(Extracted records):
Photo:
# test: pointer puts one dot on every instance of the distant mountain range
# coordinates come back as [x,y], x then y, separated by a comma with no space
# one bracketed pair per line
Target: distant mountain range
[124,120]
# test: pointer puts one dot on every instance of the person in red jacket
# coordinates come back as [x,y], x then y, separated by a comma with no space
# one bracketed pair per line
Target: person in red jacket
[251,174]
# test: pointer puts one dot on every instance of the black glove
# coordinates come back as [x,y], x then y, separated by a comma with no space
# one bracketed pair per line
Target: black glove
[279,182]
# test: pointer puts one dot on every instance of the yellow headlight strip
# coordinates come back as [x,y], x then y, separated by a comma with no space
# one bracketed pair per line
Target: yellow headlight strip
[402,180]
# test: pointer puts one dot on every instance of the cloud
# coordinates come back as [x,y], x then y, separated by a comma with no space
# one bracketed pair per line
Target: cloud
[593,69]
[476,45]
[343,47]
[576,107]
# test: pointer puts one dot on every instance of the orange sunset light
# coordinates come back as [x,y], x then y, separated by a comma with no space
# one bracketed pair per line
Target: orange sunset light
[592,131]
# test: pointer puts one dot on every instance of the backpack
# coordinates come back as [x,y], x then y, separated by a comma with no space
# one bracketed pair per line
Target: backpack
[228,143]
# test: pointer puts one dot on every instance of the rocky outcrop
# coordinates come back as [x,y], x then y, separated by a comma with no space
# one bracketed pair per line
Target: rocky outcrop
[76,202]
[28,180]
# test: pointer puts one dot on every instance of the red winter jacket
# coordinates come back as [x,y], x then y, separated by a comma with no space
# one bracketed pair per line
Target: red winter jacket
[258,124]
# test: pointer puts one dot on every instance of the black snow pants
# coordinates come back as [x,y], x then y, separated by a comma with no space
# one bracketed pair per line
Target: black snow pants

(What is being asked):
Repeat word for word every line from the one that holds "of the backpack" to the end. Both ends count.

(The reply):
# test: pointer puts one dot on every instance of the backpack
# coordinates come back as [x,y], x then y, separated by a comma with no space
# one bracketed pair per line
Target: backpack
[228,143]
# test: pointer puts one dot on every instance of the rocky outcrop
# coordinates come back as [x,y], x then y, separated by a comma with no space
# one bracketed pair per line
Target: rocky outcrop
[76,202]
[28,180]
# test: pointer puts one dot on every instance of the red winter jacket
# coordinates come back as [x,y], x then y, separated by a comma with no space
# one bracketed pair per line
Target: red winter jacket
[258,124]
# test: pointer puts one dot on every instance of the black snow pants
# coordinates come back as [x,y], x then y, separated by a comma with no space
# one bracketed pair per line
Target: black snow pants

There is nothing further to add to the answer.